___ TEXTE FOURNI

J’ai quitté Orillas Nuevas dans le vent et sous des trombes d’eau.

L’orage s’est chargé d’arroser notre dernière et belle soirée. Il a eu raison de nous et en quelques minutes il a dispersé l’éphémère communauté que nous formions durant cette semaine passée ensemble. L’asado sur les trottoirs de Buenos Aires, devant l’atelier Yeruá, à l’invitation de Juan, Camila et Tato, comme ultime souvenir de ma présence chez vous. Des trombes d’eau, comme s’il fallait tirer le rideau sur cette parenthèse avec vous. C’était peut-être une façon de boucler la boucle, puisque j’avais démarré ma semaine sous le signe de l’eau, dans les pas de Martín, à la rencontre de Buenos Aires et de ses rives, du Río de la Plata, des fleuves cachés, des trottoirs surélevés de la Boca et des piscines de fortune sur les trottoirs.

Je retiens de ces quelques jours, la très agréable sensation d’avoir été accueilli très simplement par chacune et chacun de vous. Vous avez ouvert vos histoires et vos projets pour que nous puissions tenter de travailler ensemble à leurs accomplissements. Cette ouverture et votre disponibilité à l’échange ont permis que nous puissions former à chaque fois un duo entre vous et moi – duo accompagné dans mon cas par Agustina, trait d’union entre nous toutes et tous. Cette ouverture était nécessaire pour que je puisse à ma mesure essayer d’accompagner vos ambitions. Elle était précieuse. D’autant plus précieuse que dans de nombreux cas, j’ai pu, grâce à vous, découvrir vos terrains. Ces visites ont été fondamentales pour mieux appréhender vos réalités. Je mesure l’immense chance que vous m’avez offerte de découvrir vos espaces de jeu, vos ateliers, vos territoires.

« Essayer, rater. N’importe. Essayer encore, rater encore, rater mieux » Samuel Beckett Dans mon quotidien, mes convictions et mes désirs ne m’empêchent jamais de douter, de tenter, d’essayer et parfois de me tromper. Je ne suis pas certain que nous ayons, ensemble, été au bout des sujets, ni que nous ayons trouvé les solutions à quelques-unes de vos problématiques. Néanmoins, nous avons essayé et nous nous sommes attelés à cet exercice qui consistait à faire grandir vos histoires, pour que chacune s’émancipe dans sa singularité propre. 

C’était la première fois qu’on me confiait cette mission de mentorat. Et c’était une drôle de mission que de vous accompagner. La très grande diversité de vos écritures, de vos parcours, de vos terrains, de vos équipes, de vos économies, n’avait probablement pas besoin d’une grande expertise mais nécessitait par contre un art du bricolage. Il fallait être un peu couteau suisse. J’espère avoir été à la hauteur d’un petit couteau suisse. Celui qui se glisse dans la poche.

______
___ MATÉRIEL FOURNI

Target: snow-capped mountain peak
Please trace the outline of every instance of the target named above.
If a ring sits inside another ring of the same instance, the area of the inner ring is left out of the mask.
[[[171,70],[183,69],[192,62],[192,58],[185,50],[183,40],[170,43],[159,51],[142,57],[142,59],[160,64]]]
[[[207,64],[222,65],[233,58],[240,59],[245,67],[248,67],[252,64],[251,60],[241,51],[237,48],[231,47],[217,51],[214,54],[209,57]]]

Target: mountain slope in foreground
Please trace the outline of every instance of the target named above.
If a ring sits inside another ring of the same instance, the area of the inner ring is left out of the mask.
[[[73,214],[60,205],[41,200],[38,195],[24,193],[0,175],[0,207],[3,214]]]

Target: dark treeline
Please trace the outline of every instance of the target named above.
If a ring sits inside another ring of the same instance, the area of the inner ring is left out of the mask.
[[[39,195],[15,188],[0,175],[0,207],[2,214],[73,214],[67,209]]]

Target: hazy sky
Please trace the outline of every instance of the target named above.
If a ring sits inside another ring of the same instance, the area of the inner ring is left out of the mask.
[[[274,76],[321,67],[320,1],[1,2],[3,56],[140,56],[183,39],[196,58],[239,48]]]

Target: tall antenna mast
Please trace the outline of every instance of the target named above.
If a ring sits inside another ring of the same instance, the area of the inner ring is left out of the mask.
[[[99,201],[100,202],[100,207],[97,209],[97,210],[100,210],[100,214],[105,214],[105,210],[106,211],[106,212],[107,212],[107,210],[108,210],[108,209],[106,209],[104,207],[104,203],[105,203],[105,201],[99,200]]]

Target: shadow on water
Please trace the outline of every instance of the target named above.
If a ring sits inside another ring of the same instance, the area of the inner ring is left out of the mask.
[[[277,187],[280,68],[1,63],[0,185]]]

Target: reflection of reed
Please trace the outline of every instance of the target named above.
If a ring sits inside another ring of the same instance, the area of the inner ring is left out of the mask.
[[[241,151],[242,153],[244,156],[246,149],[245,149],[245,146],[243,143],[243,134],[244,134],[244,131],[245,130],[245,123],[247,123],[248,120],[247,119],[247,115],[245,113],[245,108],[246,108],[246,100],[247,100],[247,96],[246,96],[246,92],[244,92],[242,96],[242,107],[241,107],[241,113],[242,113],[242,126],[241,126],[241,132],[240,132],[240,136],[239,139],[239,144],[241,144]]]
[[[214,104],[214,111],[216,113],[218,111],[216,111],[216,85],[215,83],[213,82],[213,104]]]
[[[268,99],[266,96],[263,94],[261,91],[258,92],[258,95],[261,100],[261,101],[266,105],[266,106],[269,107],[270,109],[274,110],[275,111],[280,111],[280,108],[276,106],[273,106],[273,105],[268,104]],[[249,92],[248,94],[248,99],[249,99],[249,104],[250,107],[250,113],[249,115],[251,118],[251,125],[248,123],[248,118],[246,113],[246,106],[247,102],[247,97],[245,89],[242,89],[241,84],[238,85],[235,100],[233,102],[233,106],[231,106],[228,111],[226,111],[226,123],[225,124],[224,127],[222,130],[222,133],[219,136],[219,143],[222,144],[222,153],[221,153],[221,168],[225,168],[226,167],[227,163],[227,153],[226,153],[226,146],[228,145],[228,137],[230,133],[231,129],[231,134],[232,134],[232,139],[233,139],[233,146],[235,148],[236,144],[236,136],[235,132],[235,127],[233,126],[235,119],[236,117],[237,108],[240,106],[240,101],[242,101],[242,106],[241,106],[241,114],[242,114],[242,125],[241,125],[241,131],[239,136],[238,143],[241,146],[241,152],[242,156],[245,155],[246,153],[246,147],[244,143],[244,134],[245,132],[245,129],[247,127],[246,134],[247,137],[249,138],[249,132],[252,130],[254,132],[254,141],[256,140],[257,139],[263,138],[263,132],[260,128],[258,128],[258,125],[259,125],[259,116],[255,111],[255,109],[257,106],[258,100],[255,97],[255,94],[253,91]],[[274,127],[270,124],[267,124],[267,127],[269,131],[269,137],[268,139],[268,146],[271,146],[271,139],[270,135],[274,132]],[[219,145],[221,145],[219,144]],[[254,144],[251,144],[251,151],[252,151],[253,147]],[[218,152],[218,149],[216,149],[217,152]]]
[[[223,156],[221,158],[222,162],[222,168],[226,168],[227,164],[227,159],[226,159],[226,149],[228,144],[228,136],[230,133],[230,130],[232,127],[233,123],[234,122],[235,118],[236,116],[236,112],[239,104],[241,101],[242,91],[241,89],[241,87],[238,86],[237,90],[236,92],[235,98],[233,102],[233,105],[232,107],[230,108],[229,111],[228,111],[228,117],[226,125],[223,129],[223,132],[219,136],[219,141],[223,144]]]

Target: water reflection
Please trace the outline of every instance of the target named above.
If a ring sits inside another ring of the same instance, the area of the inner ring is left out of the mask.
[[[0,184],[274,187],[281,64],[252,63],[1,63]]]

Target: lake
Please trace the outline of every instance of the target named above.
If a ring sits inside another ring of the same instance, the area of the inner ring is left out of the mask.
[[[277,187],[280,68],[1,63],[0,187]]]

______

Recopiez le passage du texte fourni en commençant par « C’était la première » et en allant jusqu'à « dans la poche. » inclus.

C’était la première fois qu’on me confiait cette mission de mentorat. Et c’était une drôle de mission que de vous accompagner. La très grande diversité de vos écritures, de vos parcours, de vos terrains, de vos équipes, de vos économies, n’avait probablement pas besoin d’une grande expertise mais nécessitait par contre un art du bricolage. Il fallait être un peu couteau suisse. J’espère avoir été à la hauteur d’un petit couteau suisse. Celui qui se glisse dans la poche.